WHAT TO DO:
Reproduce the records from the line containing "Ground dirt bank" through the line containing "left=0, top=137, right=281, bottom=241", both lines included, with their requests. Shift every coordinate value in the answers by -71.

DATA LISTING:
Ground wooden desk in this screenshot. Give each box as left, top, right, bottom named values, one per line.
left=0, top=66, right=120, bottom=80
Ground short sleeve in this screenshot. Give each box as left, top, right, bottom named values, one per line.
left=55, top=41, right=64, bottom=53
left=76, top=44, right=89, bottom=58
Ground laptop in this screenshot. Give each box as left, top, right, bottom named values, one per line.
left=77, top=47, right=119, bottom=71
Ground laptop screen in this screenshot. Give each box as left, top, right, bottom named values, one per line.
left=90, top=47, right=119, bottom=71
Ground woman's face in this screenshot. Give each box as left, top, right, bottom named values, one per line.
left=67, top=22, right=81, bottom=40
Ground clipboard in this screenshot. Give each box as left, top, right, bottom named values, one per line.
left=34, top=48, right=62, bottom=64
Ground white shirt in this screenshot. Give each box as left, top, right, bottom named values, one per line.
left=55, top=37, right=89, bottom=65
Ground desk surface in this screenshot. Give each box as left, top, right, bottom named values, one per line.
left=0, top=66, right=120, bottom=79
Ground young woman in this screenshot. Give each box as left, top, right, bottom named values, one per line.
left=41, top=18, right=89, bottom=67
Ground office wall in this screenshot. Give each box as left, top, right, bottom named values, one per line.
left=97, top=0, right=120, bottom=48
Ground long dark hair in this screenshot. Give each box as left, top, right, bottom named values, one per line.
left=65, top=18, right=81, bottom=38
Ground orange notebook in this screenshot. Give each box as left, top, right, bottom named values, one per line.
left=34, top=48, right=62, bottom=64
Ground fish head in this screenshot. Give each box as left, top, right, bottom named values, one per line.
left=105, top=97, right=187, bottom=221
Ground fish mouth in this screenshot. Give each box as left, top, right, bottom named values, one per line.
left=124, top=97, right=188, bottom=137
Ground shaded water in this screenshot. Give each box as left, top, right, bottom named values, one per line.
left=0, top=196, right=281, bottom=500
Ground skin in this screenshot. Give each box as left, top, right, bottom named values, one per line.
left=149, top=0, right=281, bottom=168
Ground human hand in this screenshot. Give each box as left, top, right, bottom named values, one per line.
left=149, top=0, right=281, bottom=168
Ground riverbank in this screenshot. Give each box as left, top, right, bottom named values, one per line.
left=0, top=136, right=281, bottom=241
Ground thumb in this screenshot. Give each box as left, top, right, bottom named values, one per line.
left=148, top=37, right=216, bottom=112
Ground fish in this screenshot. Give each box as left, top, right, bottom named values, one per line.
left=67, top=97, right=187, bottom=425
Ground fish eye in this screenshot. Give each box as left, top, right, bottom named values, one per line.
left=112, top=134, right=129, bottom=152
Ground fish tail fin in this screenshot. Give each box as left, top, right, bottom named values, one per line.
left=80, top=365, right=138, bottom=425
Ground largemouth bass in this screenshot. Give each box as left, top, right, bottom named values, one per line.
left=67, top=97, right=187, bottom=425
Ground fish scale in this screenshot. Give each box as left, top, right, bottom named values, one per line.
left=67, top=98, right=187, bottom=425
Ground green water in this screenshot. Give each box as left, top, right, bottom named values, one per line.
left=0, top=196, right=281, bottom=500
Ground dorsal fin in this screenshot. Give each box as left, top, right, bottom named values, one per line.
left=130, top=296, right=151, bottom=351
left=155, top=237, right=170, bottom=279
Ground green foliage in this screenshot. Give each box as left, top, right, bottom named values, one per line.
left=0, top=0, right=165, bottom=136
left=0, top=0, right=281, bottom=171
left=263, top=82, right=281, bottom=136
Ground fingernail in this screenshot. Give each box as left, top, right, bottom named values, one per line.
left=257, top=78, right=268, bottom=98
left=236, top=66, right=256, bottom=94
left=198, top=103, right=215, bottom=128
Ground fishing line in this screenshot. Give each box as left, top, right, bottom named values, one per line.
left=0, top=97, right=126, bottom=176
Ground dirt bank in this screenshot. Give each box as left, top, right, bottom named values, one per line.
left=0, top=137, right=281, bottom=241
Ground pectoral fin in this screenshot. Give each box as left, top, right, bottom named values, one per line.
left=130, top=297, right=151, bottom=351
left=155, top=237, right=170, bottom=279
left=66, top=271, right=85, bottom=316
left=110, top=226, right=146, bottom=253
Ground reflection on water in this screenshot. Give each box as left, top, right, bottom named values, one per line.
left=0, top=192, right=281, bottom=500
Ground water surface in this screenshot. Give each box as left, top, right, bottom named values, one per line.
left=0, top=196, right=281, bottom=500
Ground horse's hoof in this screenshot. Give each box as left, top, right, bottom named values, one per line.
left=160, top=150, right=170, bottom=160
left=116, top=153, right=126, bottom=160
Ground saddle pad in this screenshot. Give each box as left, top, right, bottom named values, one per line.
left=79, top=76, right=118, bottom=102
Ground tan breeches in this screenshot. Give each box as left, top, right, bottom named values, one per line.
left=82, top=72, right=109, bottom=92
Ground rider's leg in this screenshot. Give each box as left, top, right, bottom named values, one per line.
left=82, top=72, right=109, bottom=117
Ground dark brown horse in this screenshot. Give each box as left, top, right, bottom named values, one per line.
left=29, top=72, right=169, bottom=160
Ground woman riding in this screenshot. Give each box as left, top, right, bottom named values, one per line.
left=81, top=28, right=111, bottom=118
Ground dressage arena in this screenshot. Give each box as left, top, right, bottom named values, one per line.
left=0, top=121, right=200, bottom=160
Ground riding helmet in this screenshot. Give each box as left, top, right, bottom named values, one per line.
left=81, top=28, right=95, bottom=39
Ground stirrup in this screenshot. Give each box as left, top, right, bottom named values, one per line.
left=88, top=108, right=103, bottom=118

CORRECT OUTPUT:
Ground dirt bank in this screenshot. Give each box as left, top, right, bottom named values, one per line.
left=-71, top=66, right=210, bottom=170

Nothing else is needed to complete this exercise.